++++ Selected excerpt ++++
Twix- Left and the right campaign has targeted the emotional aspect of consumer behaviour. The company knows that people specifically children and young adults tend to have an emotional attachment with chocolates (Mucundorfeanu 2019). Various studies that depicted that the packaging of chocolates and the way in which they are presented in front of the consumer tend to evoke emotions and affect their willingness to consume it. The campaign has tried to touch upon the emotions of the candy bar lovers and the people who are fond of eating chocolates (Harris et al. 2016). Through the campaign, the company has aimed to offer people with two different bars. The campaign that depicted various storylines across several social media channels and the television channels, has aimed to exploit the tastes and preferences of the young adults where the Twix has brought in two different versions of the bars with little changes in both and thus given the customers with the option of choosing between the two bars (Slavova 2019; Kraus and Gierl 2017).
++++ Material for this exercise ++++
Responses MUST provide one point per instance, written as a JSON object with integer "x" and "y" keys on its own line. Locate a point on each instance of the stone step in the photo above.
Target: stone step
++++
++++ Material for this exercise ++++
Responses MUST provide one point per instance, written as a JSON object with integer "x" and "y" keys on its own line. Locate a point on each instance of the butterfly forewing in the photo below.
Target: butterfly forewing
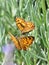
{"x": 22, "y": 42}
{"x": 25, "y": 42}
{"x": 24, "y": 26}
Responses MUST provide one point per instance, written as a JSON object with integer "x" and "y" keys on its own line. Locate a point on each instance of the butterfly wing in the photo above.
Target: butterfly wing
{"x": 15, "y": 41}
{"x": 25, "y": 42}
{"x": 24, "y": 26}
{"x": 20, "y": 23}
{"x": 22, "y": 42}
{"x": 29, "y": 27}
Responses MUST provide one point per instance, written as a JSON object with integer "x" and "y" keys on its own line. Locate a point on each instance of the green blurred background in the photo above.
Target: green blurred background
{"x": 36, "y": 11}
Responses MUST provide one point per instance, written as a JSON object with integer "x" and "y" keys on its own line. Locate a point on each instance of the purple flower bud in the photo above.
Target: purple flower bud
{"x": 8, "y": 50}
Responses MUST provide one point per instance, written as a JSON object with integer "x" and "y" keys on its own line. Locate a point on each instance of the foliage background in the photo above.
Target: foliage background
++++
++++ Material for this exercise ++++
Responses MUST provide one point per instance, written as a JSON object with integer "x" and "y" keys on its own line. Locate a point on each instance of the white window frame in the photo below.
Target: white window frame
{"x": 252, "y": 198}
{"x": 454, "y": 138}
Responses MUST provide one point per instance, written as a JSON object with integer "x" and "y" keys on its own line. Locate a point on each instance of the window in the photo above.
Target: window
++++
Set of tasks -
[1] In the passage on the Twix campaign, which groups of people are said to tend to have an emotional attachment to chocolates?
[2] Retype the listing from the line with "forewing in the photo below." to the line with "Target: foliage background", and leave the pictures out.
The Twix campaign passage and the listing come from unrelated sources.

The responses -
[1] Children and young adults.

[2]
Responses MUST provide one point per instance, written as a JSON object with integer "x" and "y" keys on its own line. Locate a point on each instance of the butterfly forewing in the photo below.
Target: butterfly forewing
{"x": 22, "y": 42}
{"x": 25, "y": 42}
{"x": 24, "y": 26}
Responses MUST provide one point per instance, written as a JSON object with integer "x" and "y" keys on its own line. Locate a point on each instance of the butterfly wing in the photo above.
Target: butterfly wing
{"x": 15, "y": 41}
{"x": 25, "y": 42}
{"x": 24, "y": 26}
{"x": 20, "y": 23}
{"x": 22, "y": 42}
{"x": 29, "y": 27}
Responses MUST provide one point per instance, written as a JSON object with integer "x" and "y" keys on its own line. Locate a point on each instance of the green blurred background in the photo above.
Target: green blurred background
{"x": 36, "y": 11}
Responses MUST provide one point per instance, written as a JSON object with integer "x" and "y" keys on its own line. Locate a point on each instance of the purple flower bud in the photo above.
Target: purple flower bud
{"x": 8, "y": 50}
Responses MUST provide one point per instance, written as a JSON object with integer "x" and "y" keys on its own line. Locate a point on each instance of the foliage background in the photo above.
Target: foliage background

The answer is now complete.